Objectifs:
(a) Répondez, s'il vous plaît, à ces questions sur le passage consacré à M. Gretsch :
(i) Dans quel pays M. Gretsch s'est-il rendu ?
(ii) Sous quel titre paraissaient les lettres qu'il envoyait ?
(iii) Que reprochait-il parfois à la littérature française devant Sainte-Beuve et Victor Hugo ?
(b) Poursuivez le passage consacré à M. Gretsch à partir de sa dernière phrase.

Texte source:
-- -- --
Il fallait tâcher d’effacer cette fâcheuse impression. Et plusieurs des nôtres ont pris à cœur d’y parvenir depuis un siècle et demi. M. Gretsch, par exemple, est allé en France, d’où il nous adressait des « Lettres Parisiennes ». Nous savons de lui qu’il tâchait de tirer les Français d’erreur, qu’il causait avec Sainte-Beuve, avec Victor Hugo… « J’ai dit sans détour à Sainte-Beuve », écrivait-il ; « J’ai déclaré sans détour à Victor Hugo »… Nous ne nous rappelons plus tout ce que M. Gretsch racontait si ouvertement à Sainte-Beuve et à Victor Hugo (il faudrait consulter les « Lettres Parisiennes ») ; en tout cas, il nous souvient qu’il incriminait parfois devant eux l’immoralité de la littérature française. Vous pensez si Sainte-Beuve devait ouvrir de grands yeux ! — D’ailleurs nous sommes rassurés.
-- -- --
Matériel présenté:
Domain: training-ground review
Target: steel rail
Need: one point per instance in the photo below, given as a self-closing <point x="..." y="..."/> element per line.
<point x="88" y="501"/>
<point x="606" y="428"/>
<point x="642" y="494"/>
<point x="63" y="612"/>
-- -- --
Résultats de l'exercice:
(a)
(i) En France.
(ii) « Lettres Parisiennes ».
(iii) Son immoralité.

(b)
Les Français sont un peuple extrêmement poli, de mœurs douces, et M. Gretsch revint de Paris sans la moindre égratignure. Ajoutons qu’on aurait, peut-être, tort de juger tous les Russes sur l’échantillon qu’en fournissait M. Gretsch. Mais assez sur ce personnage.

D’autres que lui prirent à tâche d’éclairer l’étranger, entre autres nos officiers de cavalerie en retraite, gens gais et débonnaires, qui avaient, jadis, aux revues, ébloui le public féminin par la beauté de leurs formes moulées dans des uniformes collants. Beaucoup de membres de notre jeunesse dorée allèrent aussi semer la bonne parole ; ceux-là n’avaient servis dans aucune arme, mais parlaient abondamment de leurs terres. Nos gentilshommes campagnards ne demeurèrent pas en retard : ils partaient avec toute leur famille et toutes leurs malles ; ils grimpaient placidement dans les tours de Notre-Dame, regardaient de là Paris, puis, redescendus, couraient après les grisettes, derrière le dos de leurs femmes.

De vieilles dames, devenues sourdes et privées de dents, passaient là-bas le reste de leur vie et perdaient entièrement l’usage de la langue russe, qu’elles connaissaient peu d’ailleurs auparavant.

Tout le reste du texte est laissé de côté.